*Work instruction*: Copy every record exactly, with nothing left out.

*Provided material*:
┄┄┄┄┄┄
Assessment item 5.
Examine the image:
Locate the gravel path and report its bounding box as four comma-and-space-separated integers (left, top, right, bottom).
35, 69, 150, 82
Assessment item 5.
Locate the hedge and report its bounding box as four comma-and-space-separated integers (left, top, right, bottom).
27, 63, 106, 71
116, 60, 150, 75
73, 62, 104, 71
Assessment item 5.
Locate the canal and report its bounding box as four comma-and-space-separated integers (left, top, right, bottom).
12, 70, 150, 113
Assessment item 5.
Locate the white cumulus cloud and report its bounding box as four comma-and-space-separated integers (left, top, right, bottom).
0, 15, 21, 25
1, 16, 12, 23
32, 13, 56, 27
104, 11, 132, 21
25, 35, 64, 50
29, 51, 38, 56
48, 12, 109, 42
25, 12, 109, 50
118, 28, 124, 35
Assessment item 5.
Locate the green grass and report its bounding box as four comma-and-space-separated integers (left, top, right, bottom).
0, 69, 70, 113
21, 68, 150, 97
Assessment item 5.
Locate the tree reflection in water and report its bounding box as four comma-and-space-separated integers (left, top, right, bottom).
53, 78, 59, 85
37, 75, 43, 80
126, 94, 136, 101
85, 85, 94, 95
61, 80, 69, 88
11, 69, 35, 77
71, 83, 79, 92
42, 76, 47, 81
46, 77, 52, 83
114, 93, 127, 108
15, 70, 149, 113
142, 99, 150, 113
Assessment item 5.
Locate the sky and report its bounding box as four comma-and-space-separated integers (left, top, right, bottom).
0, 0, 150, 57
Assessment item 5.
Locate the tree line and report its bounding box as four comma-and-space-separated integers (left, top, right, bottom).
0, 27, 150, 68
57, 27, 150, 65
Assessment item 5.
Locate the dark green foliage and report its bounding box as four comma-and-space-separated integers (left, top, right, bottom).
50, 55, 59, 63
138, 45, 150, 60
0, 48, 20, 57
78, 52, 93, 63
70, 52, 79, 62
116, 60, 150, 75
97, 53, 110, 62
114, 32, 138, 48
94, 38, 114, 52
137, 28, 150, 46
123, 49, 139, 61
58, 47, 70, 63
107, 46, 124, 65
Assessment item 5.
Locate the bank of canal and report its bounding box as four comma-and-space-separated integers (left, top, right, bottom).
┄┄┄┄┄┄
*Expected output*:
Assessment item 5.
Examine the image:
Locate the gravel path and report its bounding box as four comma-and-space-separated integers (left, top, right, bottom).
35, 69, 150, 82
Assessment item 5.
Locate the hedge and report its bounding box as four comma-and-space-separated integers (left, top, right, bottom).
27, 63, 106, 71
116, 60, 150, 75
73, 62, 104, 71
Assessment item 5.
Locate the canal and report its bounding box as four comma-and-space-separated integers (left, top, right, bottom).
12, 70, 150, 113
Assessment item 5.
Locate the white cumulus cloud and report its bounding box as four comma-and-space-separated integers (left, top, right, bottom).
0, 15, 21, 25
1, 16, 12, 23
32, 13, 56, 27
104, 11, 132, 21
25, 35, 64, 50
29, 51, 38, 56
48, 12, 109, 42
25, 12, 109, 50
118, 28, 124, 35
Assessment item 5.
Locate the green grass and report its bounding box as four comma-and-space-separated integers (left, top, right, bottom).
0, 69, 70, 113
21, 68, 150, 97
Assessment item 5.
Locate the tree reflection in water and report its bounding box as four comma-and-space-separated integers (left, top, right, bottom).
53, 78, 59, 85
37, 75, 43, 80
126, 94, 136, 101
85, 85, 94, 95
61, 80, 69, 88
11, 69, 35, 77
71, 83, 79, 92
42, 76, 47, 81
46, 77, 52, 83
114, 93, 127, 108
15, 70, 149, 113
142, 99, 150, 113
Assessment item 5.
Locate the sky and report its bounding box as four comma-and-space-separated integers (left, top, right, bottom).
0, 0, 150, 57
Assessment item 5.
Locate the tree line and report its bounding box as four comma-and-space-separated integers (left, top, right, bottom).
0, 27, 150, 68
57, 27, 150, 65
Assessment item 5.
Locate the dark green foliage and report its bounding box as four comma-and-space-separated integers (left, top, right, bottom).
50, 55, 59, 63
138, 45, 150, 60
0, 48, 20, 57
78, 52, 93, 63
70, 52, 79, 62
116, 60, 150, 75
97, 53, 110, 62
114, 32, 138, 48
94, 38, 114, 52
137, 28, 150, 46
123, 49, 139, 61
58, 47, 70, 63
107, 46, 124, 65
Assessment item 5.
Locate the bank of canal and report its bounding box as four comma-and-space-separated integers (left, top, right, bottom).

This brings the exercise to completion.